● **Passage to read**
'''
Ever pull up to a stoplight and glance over to see an elderly driver beside you hunched over the steering wheel, peering through goggle-like glasses and express concern over their ability to continue driving safely? Perhaps, but I bet you haven’t given much thought to their ability to manage their finances into old age. That’s a big mistake.
People are becoming increasingly reliant on their 401(k) as a source of retirement income, and while that might not seem like too big of a deal on the face of things, a 401(k) is inherently volatile and requires consistent maintenance in order to provide maximum value. This can prove problematic no matter how old you are.
Just look at the results of a recent study from Charles Schwab:
- 52% of those polled report not having the interest, time, or knowledge to manage their 401(k) properly, and 82% say they spend less than eight hours per year managing their portfolio.
- Roughly one-third of people are unaware that they are assessed fees related to their 401(k).
- While 83% of people want professional assistance managing their portfolio, only 10% take advantage of it when offered by an employer.
So why do we expect to magically figure things out once retired? Even if one does save enough during their career, withdrawing just the right amount to be comfortable without risking going broke is tricky. Factor in a bear market and your role as a financial Goldilocks will be even more demanding.
The unfortunate fact of the matter is that brain power declines as we age. Not only are you twice as likely to be diagnosed with Alzheimer’s disease every five years after age 65, according to the National Institute on Aging, but studies also show that cognitive ability declines up to 15 years before death, regardless of whether you have dementia or not. And you thought managing your 401 (k) was hard at your best.
The likelihood that the elderly will make mistakes managing their own money isn’t the only thing that’s worrisome either. They can also be easy marks for fraudsters, according to the Center for Retirement Research at Boston College, because older people tend to remember positive observations about a person more than the negatives that would set off alarm bells in someone younger. According to a 2009 MetLife study, Americans 60 and older had at least $2.9 billion swindled from them in 2010. The Investor Protection Trust also reported that one in five people over the age of 65 were defrauded that same year.
'''
● **To do**
1/ According to the retirement-finances article, what percentage of people use professional portfolio help when an employer offers it?
2/ Repeat the retirement-finances article word for word between "So why do we" and "at your best.", inclusive.
3/ Write what comes next in the retirement-finances article, beginning after its final sentence.

● **Given records**
'''
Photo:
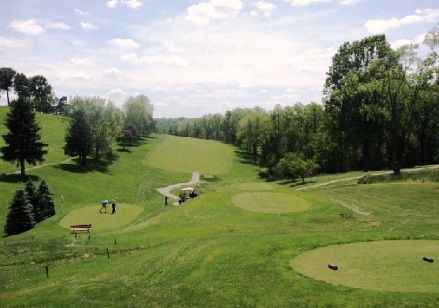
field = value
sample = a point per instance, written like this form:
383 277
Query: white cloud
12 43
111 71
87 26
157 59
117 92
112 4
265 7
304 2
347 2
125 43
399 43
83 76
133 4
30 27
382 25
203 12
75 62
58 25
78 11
'''
● **Numbered responses**
1/ Only 10%.

2/
So why do we expect to magically figure things out once retired? Even if one does save enough during their career, withdrawing just the right amount to be comfortable without risking going broke is tricky. Factor in a bear market and your role as a financial Goldilocks will be even more demanding.
The unfortunate fact of the matter is that brain power declines as we age. Not only are you twice as likely to be diagnosed with Alzheimer’s disease every five years after age 65, according to the National Institute on Aging, but studies also show that cognitive ability declines up to 15 years before death, regardless of whether you have dementia or not. And you thought managing your 401 (k) was hard at your best.

3/
We also have to think about what would happen if a large portion of retired folks wind up unable to make ends meet – an increasingly problematic proposition given the rising age of Baby Boomers. The government would have to step in to provide assistance, and we’d all end up paying. Just look at the concern over Social Security funding.
Ok, but what are we supposed to do about it, short of seeking medical innovations that can delay the effects of aging?
Well, we can use financial products that require less hands-on management in order to provide for retirement. Back in the old days, when pensions were more prevalent, people’s financial futures were much more stable. They could be assured of receiving a set amount of money each month after retirement, and that made it both easier to budget are harder to make catastrophic mistakes.
That’s why I propose a systematic change that would require people to put less money toward 401(k)s and more toward pension-like benefits such as Social Security. Not only would this make older folks feel more secure, but this heightened confidence would also increase their spending power, thereby making the whole economy more stable.
Talk about taking down two birds with one stone!